ЧТО НУЖНО СДЕЛАТЬ ▸
1 – В каком году Медведев выступил с инициативой о поддержке независимого искусства, судя по беседе о фильме «Театральное дело»?
2 – Пожалуйста, продолжите беседу о фильме «Театральное дело», начав сразу после последней приведенной реплики.

ВЫБРАННЫЙ ОТРЫВОК ▸
"Театральное дело" "Седьмой студии" – больше чем история лишь одного режиссера Кирилла Серебренникова. О документальном фильме Катерины Гордеевой и Романа Супера "Театральное дело" в "Реальном разговоре" беседуем с театральным критиком, главным редактором журнала "Театр" Мариной Давыдовой.
— Мы будем сегодня обсуждать картину Кати Гордеевой и Романа Супера "Театральное дело", картина посвящена истории "Седьмой студии", истории уголовного преследования, в частности, Кирилла Серебренникова. Но я хочу начать разговор наш с какой-то такой общей темы: насколько типична история "Седьмой студии" в российских реалиях?
— Вы имеете в виду уголовный процесс или же?..
— И сам уголовный процесс, и взаимоотношения театра, вообще, так сказать, людей искусства с государством.
— Я надеюсь, что все-таки сам уголовный процесс нетипичен, потому что это было бы совсем страшно, это все-таки исключение из правил. Другой вопрос, что это как бы такое исключение, которое на многое нам намекает. Что касается взаимоотношений с государством, то, видите ли, наш фестиваль независимый, он с самого начала возник как частная инициатива, не поддержанная государством. В какой-то момент мы небольшую государственную поддержку получили, а потом снова ее лишились с приходом Владимира Мединского в Министерство культуры. Но неважно. Важно, что у нас таких вот взаимоотношений с бюджетными деньгами было очень немного. А "Платформа" – это все-таки такая низовая инициатива, сразу поддержанная государством.
— Там ведь немного по-другому все было. Сначала Медведев в 2009 году выступил с инициативой о поддержке независимого искусства, и под это дело Серебренников и подверстал свой проект.

ИСХОДНЫЕ МАТЕРИАЛЫ ▸
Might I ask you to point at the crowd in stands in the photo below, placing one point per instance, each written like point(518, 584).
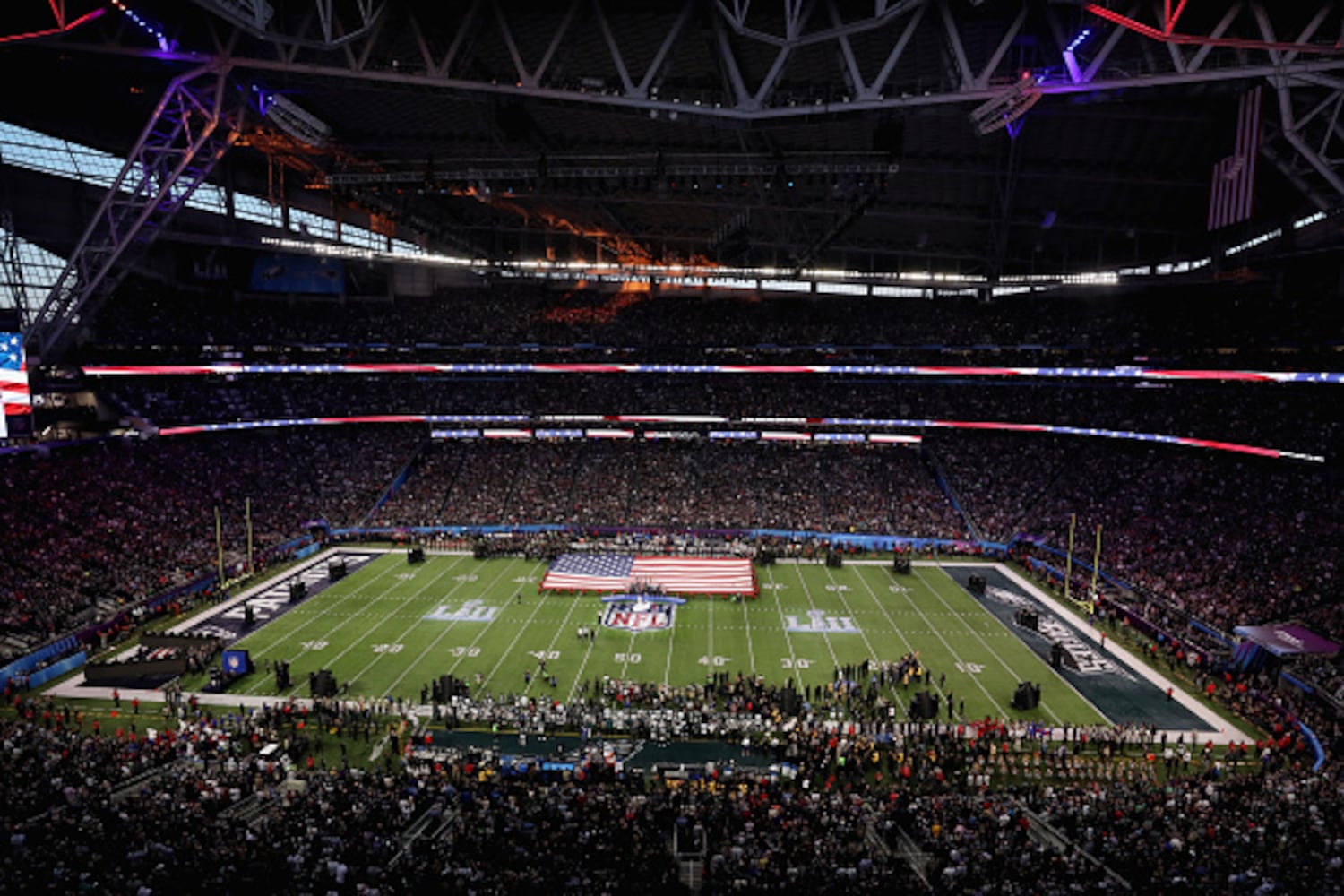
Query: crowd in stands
point(196, 807)
point(675, 485)
point(1230, 540)
point(1183, 322)
point(94, 527)
point(1292, 417)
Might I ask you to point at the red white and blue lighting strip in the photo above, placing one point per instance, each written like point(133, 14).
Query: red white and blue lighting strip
point(1333, 378)
point(607, 433)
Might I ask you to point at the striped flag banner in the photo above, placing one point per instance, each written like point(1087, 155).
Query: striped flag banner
point(1233, 187)
point(671, 575)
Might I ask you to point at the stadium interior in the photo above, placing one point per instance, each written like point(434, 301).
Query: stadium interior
point(991, 351)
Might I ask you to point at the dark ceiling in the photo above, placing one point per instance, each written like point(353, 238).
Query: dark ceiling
point(510, 129)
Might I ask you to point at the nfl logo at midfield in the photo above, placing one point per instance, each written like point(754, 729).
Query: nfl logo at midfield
point(634, 614)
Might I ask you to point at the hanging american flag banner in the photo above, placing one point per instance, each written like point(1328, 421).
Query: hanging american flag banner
point(669, 575)
point(1233, 188)
point(13, 379)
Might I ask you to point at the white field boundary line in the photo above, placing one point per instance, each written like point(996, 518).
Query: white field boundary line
point(784, 625)
point(371, 629)
point(433, 643)
point(994, 653)
point(191, 622)
point(1223, 731)
point(210, 613)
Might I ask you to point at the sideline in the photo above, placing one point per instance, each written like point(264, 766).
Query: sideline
point(1222, 734)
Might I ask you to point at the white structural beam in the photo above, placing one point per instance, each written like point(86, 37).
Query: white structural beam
point(191, 128)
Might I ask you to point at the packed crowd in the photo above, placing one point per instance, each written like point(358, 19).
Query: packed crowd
point(96, 527)
point(1112, 327)
point(1292, 417)
point(680, 485)
point(198, 807)
point(1230, 540)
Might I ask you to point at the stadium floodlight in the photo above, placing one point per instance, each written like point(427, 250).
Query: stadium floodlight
point(1008, 107)
point(297, 123)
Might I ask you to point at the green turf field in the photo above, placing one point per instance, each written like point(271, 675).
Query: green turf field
point(371, 630)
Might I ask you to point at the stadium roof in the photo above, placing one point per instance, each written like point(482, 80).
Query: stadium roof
point(972, 136)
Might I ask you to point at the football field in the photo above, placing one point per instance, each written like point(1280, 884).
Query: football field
point(392, 627)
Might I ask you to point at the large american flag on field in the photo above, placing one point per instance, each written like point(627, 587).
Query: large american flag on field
point(13, 378)
point(1233, 188)
point(672, 575)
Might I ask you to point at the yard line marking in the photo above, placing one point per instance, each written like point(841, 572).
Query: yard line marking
point(582, 667)
point(446, 630)
point(511, 643)
point(629, 649)
point(322, 614)
point(375, 626)
point(1011, 672)
point(561, 627)
point(779, 606)
point(747, 626)
point(835, 659)
point(667, 669)
point(956, 657)
point(862, 633)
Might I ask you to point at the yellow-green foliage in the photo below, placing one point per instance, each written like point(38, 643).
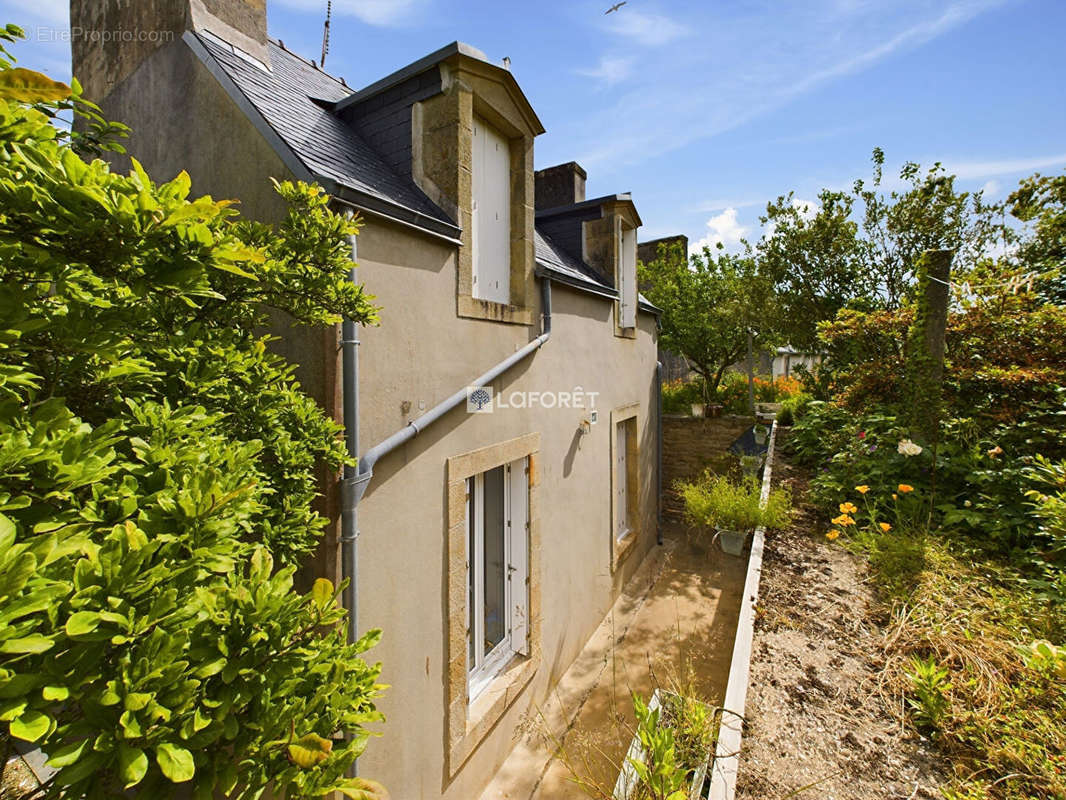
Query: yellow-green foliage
point(149, 446)
point(719, 501)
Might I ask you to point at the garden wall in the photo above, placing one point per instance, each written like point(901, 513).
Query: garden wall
point(693, 444)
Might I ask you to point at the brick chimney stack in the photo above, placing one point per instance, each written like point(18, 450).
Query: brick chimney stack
point(563, 185)
point(112, 38)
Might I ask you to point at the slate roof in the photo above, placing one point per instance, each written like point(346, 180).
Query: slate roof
point(292, 104)
point(321, 142)
point(559, 265)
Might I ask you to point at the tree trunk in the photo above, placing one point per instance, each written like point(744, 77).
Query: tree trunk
point(925, 344)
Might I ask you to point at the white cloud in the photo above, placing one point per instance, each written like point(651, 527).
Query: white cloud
point(27, 15)
point(979, 170)
point(743, 67)
point(372, 12)
point(723, 228)
point(650, 30)
point(610, 70)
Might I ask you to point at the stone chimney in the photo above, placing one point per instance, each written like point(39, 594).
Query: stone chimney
point(111, 38)
point(560, 186)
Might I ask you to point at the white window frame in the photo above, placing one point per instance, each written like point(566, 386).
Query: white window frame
point(484, 667)
point(622, 432)
point(490, 235)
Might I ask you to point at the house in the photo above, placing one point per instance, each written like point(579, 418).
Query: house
point(505, 410)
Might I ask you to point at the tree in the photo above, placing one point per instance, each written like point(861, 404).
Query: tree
point(927, 214)
point(813, 258)
point(157, 469)
point(1042, 200)
point(709, 302)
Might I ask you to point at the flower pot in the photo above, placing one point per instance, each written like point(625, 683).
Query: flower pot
point(732, 541)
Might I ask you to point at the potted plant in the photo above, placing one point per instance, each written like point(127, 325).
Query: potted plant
point(671, 753)
point(760, 434)
point(732, 509)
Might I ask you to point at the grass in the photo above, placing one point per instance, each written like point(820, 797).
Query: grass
point(957, 666)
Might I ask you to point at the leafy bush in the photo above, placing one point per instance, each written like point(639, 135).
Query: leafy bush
point(157, 461)
point(717, 501)
point(679, 396)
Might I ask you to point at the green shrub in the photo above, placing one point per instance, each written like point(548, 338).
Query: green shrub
point(719, 501)
point(155, 463)
point(679, 396)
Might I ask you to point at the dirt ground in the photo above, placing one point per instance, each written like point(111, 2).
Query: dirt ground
point(681, 607)
point(816, 725)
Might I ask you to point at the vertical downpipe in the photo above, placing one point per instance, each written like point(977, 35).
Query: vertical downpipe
point(659, 452)
point(349, 514)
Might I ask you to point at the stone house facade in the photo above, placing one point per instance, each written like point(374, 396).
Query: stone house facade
point(489, 545)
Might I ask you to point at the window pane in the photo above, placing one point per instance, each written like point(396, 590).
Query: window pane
point(496, 564)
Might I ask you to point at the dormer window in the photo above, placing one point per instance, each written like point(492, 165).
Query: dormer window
point(490, 178)
point(627, 276)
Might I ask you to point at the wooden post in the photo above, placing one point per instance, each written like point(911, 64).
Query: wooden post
point(750, 372)
point(925, 342)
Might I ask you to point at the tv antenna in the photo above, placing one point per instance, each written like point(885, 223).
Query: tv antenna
point(325, 33)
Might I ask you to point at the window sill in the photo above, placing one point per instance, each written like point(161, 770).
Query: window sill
point(474, 308)
point(486, 709)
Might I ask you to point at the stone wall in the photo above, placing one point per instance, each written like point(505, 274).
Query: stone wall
point(690, 446)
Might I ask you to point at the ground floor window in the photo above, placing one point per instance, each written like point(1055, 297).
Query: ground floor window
point(497, 518)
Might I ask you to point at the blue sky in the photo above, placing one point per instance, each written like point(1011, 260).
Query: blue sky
point(706, 110)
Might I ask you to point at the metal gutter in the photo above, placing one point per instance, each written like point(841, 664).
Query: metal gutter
point(726, 764)
point(392, 212)
point(415, 427)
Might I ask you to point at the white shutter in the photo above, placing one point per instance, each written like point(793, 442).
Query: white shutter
point(627, 291)
point(491, 214)
point(519, 566)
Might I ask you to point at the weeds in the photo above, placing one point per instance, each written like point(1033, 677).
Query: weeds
point(968, 659)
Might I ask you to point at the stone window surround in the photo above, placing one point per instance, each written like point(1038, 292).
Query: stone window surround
point(468, 723)
point(622, 547)
point(442, 155)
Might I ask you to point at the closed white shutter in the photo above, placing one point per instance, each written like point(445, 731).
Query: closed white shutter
point(627, 290)
point(491, 214)
point(519, 566)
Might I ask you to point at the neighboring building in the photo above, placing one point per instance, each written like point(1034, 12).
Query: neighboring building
point(674, 365)
point(493, 544)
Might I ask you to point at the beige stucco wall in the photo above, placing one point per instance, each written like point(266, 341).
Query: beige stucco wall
point(420, 354)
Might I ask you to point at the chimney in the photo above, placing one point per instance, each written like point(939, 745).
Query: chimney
point(560, 186)
point(111, 38)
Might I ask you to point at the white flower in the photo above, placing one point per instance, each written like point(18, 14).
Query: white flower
point(909, 448)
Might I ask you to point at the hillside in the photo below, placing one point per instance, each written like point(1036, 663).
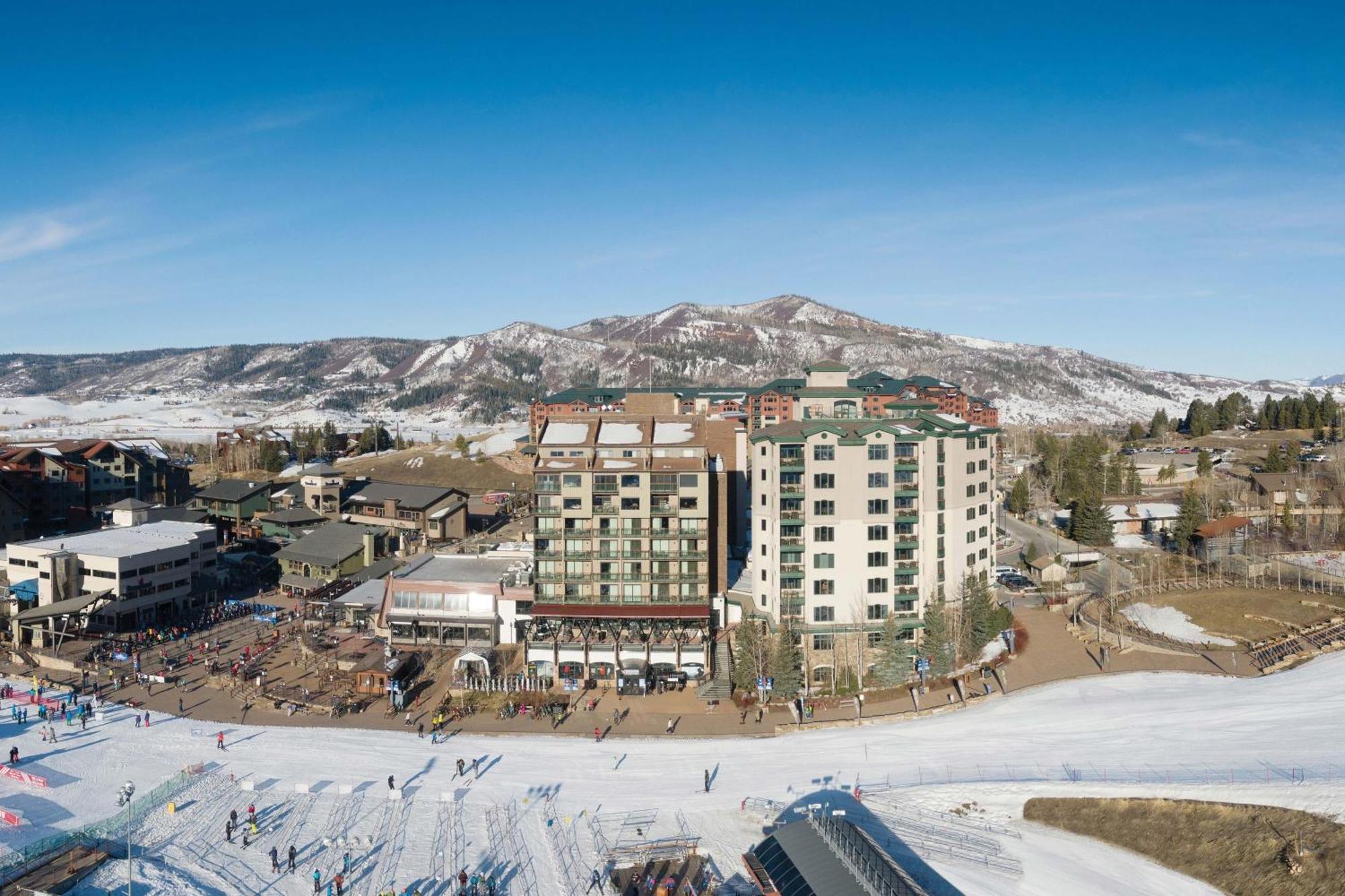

ОТВЕТЫ К ЗАДАНИЮ ▸
1 – В 2009 году.

2 –
— Мы даже посвятили целый выпуск журнала "Театр" этой медведевской "Платформе" и заодно медведевской эпохе. Потому что, конечно, это был такой очень непродолжительный период в нашей истории, когда власть сама сверху декларировала свое намерение поддерживать современное искусство. И конечно, сам Кирилл, я думаю, давно носился с такой идеей, но просто он, будучи реалистом, понимал, что это невозможно, и никогда ни к кому даже с этим не обращался, а вот тут в рамках этой медведевской эпохи этот запрос сверху оказался поддержанным снизу, в театральной сфере в первую очередь Кириллом.
— Я не знаю, готовы ли вы ответить на следующий вопрос, но я его задам. Вот как это бывает? Театр выходит с инициативой в Министерство культуры, Министерство культуры выделяет деньги. Что дальше, как взаимодействует государство в лице Министерства культуры с театром?
— Нет, во-первых, надо понимать, что театры – как правило, уже существующие вещи, то есть заявка на создание театра крайне редко подается. Обычно речь идет о том, что уже существующая институция получает бюджетные деньги, которые она и раньше получала. "Платформа" в этом смысле действительно была довольно уникальной историей, потому что она была создана на какое-то время. Что такое российский театр? У него же нет срока существования, он существует как данность, которая, как говорится, во времена царя Гороха возникла. Как правило, вот так это происходит.
А здесь был обозначен срок жизни проекта – три года. Выделено какое-то финансирование и так далее. И надо понимать, что большая часть театров наших, особенно таких больших театров, – это институции, имеющие свою недвижимость, как бы все необходимое для жизни, а театру очень много чего необходимо для жизни. А под "Платформой" никакой материальной базы, конечно, не было.
— Вы театральный критик, стало быть, театральный наблюдатель. У вас когда впервые стали возникать какие-то сомнения по поводу чистоты игры, чистоты взаимодействия, чистоты сотрудничества между Министерством культуры и проектом "Платформа"?
— Я помню, что когда случилось вот эти первые обыски, все абсолютно были уверены, что это какой-то, как говорится, "накат" на "Гоголь-центр". Это было довольно неожиданно, надо сказать.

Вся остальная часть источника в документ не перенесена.